• _问题描述 A_
请找出下方列表中含有字符串“teal”的每一行并逐行列出，匹配时区分大小写。

• _来源_

◆ ◆ ◆

2.对原始图像采用8种方式进行数据增强,包括加入4种噪声,4种亮度调节;同时,把对应的ground-truth进行复制进行增强。
3.根据分成的训练和测试文件夹,生成train.txt和val.txt文件。
4.手动把训练集和测试集合并为一个文件夹作为原始数据集;同时,把ground-truth合并为一个文件夹。
5.根据合并后的文件夹,生成trainval.txt文件。
6.用增强后的959×9=8631张数据集作为训练集,用原始分离出的239张测试集作为最终的测试集,进行训练和测试。
my_split.m
clear all;
clc;
%step1: split to test and trian datasets
file_path = '~/dataset/mydata0611/full-VOC/JPEGImages/';%image path
dst_test_path = '~/dataset/mydata0611/full-VOC/JPEGTest/'; %dst_test path
dst_train_path = '~/dataset/mydata0611/full-VOC/JPEGTrain/'; %dst_train path
img_path_list = dir(strcat(file_path,'*.jpg'));%get jpg-image list
img_num = length(img_path_list);%get jpg-image number
for i = 1:img_num
name(i,1) = {img_path_list(i).name(1:end-4)};
end
image_orign = name; %get the origin name of image
len2 = img_num;%get the origin_image number
index = randperm(len2); %get the random index
test_num = floor(len2*0.2);% 0.2 as the test datasets
train_num = (len2 - test_num);% 0.8 as the train datasets
trainval_num = len2; %total number
test_index = image_orign(index(1:test_num),:); %set the index as the test datasets
train_index = image_orign(index(test_num+1:test_num+train_num),:); %set the index as the train datasets
trainval_index = image_orign(index(1:end),:);%set the index as the all datasets
for i = 1:length(test_index)
%trainval_index{1} %get the data from cell
imagename = [file_path,test_index{i},'.jpg'];
disp(imagename);
movefile(imagename,dst_test_path);
end
for i = 1:length(train_index)

◆ ◆ ◆

• _所示数据_
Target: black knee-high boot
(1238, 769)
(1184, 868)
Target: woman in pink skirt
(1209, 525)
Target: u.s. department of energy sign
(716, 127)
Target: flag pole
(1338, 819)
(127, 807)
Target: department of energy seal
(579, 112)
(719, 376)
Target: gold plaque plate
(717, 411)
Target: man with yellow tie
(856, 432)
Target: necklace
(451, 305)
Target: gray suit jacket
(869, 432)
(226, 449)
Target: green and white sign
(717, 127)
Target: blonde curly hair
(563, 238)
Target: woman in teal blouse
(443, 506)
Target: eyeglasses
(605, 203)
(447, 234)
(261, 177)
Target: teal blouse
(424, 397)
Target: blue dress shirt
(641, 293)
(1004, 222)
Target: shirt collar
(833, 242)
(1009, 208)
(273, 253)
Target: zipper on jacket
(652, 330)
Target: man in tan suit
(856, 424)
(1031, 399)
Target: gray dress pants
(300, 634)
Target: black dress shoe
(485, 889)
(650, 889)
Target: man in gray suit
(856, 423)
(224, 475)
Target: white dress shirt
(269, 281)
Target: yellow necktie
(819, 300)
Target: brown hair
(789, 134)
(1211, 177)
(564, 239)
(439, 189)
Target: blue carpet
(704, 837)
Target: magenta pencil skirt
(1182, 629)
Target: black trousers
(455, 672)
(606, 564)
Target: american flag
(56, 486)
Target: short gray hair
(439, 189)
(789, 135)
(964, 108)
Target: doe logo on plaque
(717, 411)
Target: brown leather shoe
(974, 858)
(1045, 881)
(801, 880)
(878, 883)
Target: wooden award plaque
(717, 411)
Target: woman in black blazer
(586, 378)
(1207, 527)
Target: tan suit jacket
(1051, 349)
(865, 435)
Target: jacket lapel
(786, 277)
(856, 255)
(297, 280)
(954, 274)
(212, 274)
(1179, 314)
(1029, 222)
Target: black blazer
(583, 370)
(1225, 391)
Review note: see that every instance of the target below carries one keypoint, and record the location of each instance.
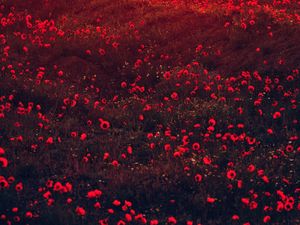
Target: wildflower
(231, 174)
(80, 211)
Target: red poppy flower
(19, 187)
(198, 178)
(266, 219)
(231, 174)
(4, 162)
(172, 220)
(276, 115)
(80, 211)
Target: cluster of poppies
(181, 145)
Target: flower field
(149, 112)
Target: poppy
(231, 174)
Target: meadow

◆ ◆ ◆

• _问题描述 B_
续写上面这篇讲数据集划分的文字，从最后一行之后接着写。

• _答案 A_
Target: woman in teal blouse
Target: teal blouse

• _答案 B_
%trainval_index{1} %get the data from cell
imagename = [file_path,train_index{i},'.jpg'];
disp(imagename);
movefile(imagename,dst_train_path); %move file to different folder
end
%copyfile(imagename,dst_train_path); %copy file to different folder
label_path = '~/dataset/mydata0611/full-VOC/SegmentationClass/';%image path
dst_label_test_path = '~/dataset/mydata0611/full-VOC/SegmentationTest/'; %dst_test path
dst_label_train_path = '~/dataset/mydata0611/full-VOC/SegmentationTrain/'; %dst_train path
for i = 1:length(test_index)
%trainval_index{1} %get the data from cell
imagename = [label_path,test_index{i},'.png'];
disp(imagename);
movefile(imagename,dst_label_test_path);
end
for i = 1:length(train_index)
%trainval_index{1} %get the data from cell
imagename = [label_path,train_index{i},'.png'];
disp(imagename);
movefile(imagename,dst_label_train_path); %move file to different folder
end
% fid1=fopen('D:\temppic\data\full-VOC\ImageSets\Segmentation\trainval.txt','w');
% for i = 1:length(trainval_index)
% %trainval_index{1} %get the data from cell
% fprintf(fid1,'%s\n',trainval_index{i});%
% end
% fclose(fid1);
%
% fid2=fopen('D:\temppic\data\full-VOC\ImageSets\Segmentation\train.txt','w');
% for i = 1:length(train_index)
% fprintf(fid1,'%s\n',train_index{i});%
% end
% fclose(fid2);
%
% fid3=fopen('D:\temppic\data\full-VOC\ImageSets\Segmentation\val.txt','w');
% for i = 1:length(test_index)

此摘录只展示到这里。